*** Block opens ***

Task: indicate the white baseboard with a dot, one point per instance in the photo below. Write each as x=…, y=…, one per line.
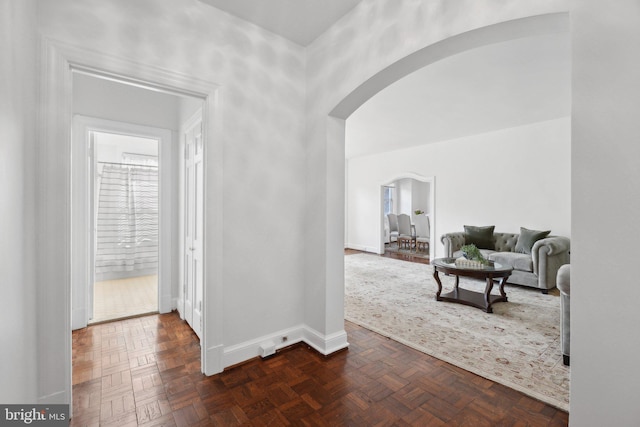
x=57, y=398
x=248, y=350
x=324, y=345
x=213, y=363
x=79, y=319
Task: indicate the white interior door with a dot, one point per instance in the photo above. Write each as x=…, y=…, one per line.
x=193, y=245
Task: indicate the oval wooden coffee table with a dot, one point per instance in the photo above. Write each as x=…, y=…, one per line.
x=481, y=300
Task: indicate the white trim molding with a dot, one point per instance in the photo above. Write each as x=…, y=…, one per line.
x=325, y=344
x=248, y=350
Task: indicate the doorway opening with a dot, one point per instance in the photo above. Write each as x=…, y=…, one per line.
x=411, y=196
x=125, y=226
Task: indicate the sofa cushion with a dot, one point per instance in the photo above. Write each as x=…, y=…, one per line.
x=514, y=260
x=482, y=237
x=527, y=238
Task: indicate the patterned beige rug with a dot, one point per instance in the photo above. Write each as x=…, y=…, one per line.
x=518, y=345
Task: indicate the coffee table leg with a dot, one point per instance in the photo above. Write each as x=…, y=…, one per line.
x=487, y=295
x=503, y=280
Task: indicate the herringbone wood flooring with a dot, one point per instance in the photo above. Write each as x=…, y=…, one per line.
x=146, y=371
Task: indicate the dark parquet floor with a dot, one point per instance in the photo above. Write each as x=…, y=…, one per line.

*** Block closes ***

Repeat each record verbatim, pictures excluded.

__Answer__:
Task: indicate the white baseboard with a dot, one point per instance in the photo below. Write each as x=…, y=…, one per line.
x=57, y=398
x=248, y=350
x=324, y=345
x=213, y=363
x=79, y=319
Task: indicate the white interior door with a dot, one point per instance in the photo above. Write each as x=…, y=…, one per line.
x=193, y=245
Task: indicate the oval wooden coffee table with a dot, one point per instance in the photo above. Write each as x=…, y=…, one per line.
x=481, y=300
Task: indicate the white trim molding with a dot, one point per instance in the photo above. Write each as x=…, y=…, one per line.
x=325, y=344
x=248, y=350
Task: indicate the doorway opening with a dot, one point per instance in the photo above. Write each as x=…, y=…, one per line.
x=411, y=196
x=125, y=226
Task: indicate the sofa cushion with a dot, one point per instance in the photo above. Write each as x=…, y=…, one per line.
x=514, y=260
x=482, y=237
x=527, y=238
Task: indicate the patterned beige rug with a dot, one point per instance in the photo above. Write each as x=…, y=…, one per line.
x=518, y=345
Task: indicate the coffee table leg with a dot, one point per instance in the photo above. Write each as x=…, y=…, one per line.
x=487, y=295
x=503, y=280
Task: indicate the herringbone wood flooring with a dot, one point per instance in the photo above. Write each as x=…, y=…, one per line.
x=146, y=371
Task: indicate the dark parquet floor with a dot, one point per instance in the photo above. Write each as x=…, y=…, one per line.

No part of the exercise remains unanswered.